## TUGAS DIKERJAKAN
Lanjutkan teks tentang mutu pendidikan dan pembelajaran matematika mulai setelah kalimat terakhirnya.

## TEKS SUMBER
▼▼▼
Pendidikan merupakan sumber daya insani yang sepatutnya mendapat perhatian terus menerus dalam upaya peningkatan mutunya. Dalam rangka mencerdaskan kehidupan bangsa, maka peningkatan mutu pendidikan suatu hal yang sangat penting bagi pembangunan berkelanjutan di segala aspek kehidupan manusia. Sistem pendidikan nasional senantiasa harus dikembangkan sesuai dengan kebutuhan dan perkembangan yang terjadi baik di tingkat lokal, nasional, maupun global (Mulyasa, 2006: 4).
Dalam kegiatan pembelajaran muatan pelajaran matematika, guru seringkali tidak menyajikan permasalahan yang berkaitan dengan kehidupan nyata. Guru cenderung mengajarkan peserta didik untuk menghafal kata kunci dalam masalah dan menggunakannya dalam rumus, serta cenderung mengikuti contoh soal dalam buku daripada menjelaskan prinsip-prinsip matematika. Hal ini menyebabkan sulitnya pelajaran matematika bagi peserta didik karena pembelajaran yang kurang bermakna.
▲▲▲
## BAGIAN DATA
▼▼▼
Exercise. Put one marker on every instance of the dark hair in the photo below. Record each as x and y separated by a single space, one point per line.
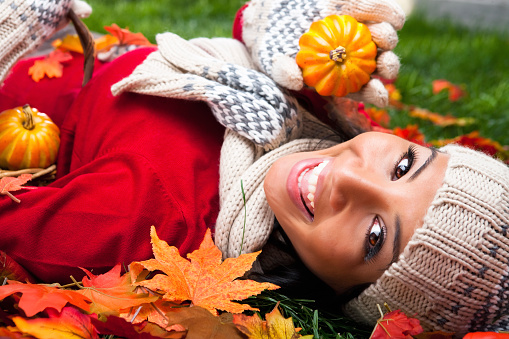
281 265
279 262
▲▲▲
## HASIL
Matematika merupakan salah satu muatan pelajaran yang diajarkan dengan menggunakan kurikulum 2013 yang direvisi pada SD Negeri 1 Penganten. Matematika sangatlah penting dalam menyelesaikan masalah kehidupan sehari-hari dan memiliki objek yang abstrak serta memiliki pola pikir deduktik. Menurut Andriyani (2017) matematika memiliki bentuk abstrak dari aktifitas kehidupan manusia sehari-hari yang seharusnya mudah untuk dipelajari dan dipahami serta sesuai dengan taraf perkembangan induktif peserta didik. Pembelajaran matematika yang bersifat abstrak inilah yang menyebabkan anak merasa kesulitan dalam memahami pembelajaran matematika. Hal ini disebabkan karena proses pembelajaran secara umum peserta didik hanya diberi kesempatan menentukan bukan menganalisis, sehingga kemampuan berpikir kritis pada pembelajaran matematika masih sulit dikembangkan oleh peserta didik, Siswono (2018: 10). Rendahnya kemampuan berpikir kritis peserta didik menunjukkan bahwa tujuan dalam kurikulum matematika belum tercapai secara optimal.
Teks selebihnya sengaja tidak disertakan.